_WHAT TO PRODUCE_. Every entry needs to be repeated exactly, with nothing left out.

_SOURCE DATA_.
■ ■ ■
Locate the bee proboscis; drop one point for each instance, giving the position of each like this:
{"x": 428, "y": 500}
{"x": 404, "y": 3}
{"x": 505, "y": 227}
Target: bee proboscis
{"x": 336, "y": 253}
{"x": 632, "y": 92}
■ ■ ■
_EXERCISE SOLUTION_.
Locate the bee proboscis; drop one point for each instance, giving the position of each like this:
{"x": 428, "y": 500}
{"x": 404, "y": 3}
{"x": 505, "y": 227}
Target: bee proboscis
{"x": 336, "y": 253}
{"x": 632, "y": 92}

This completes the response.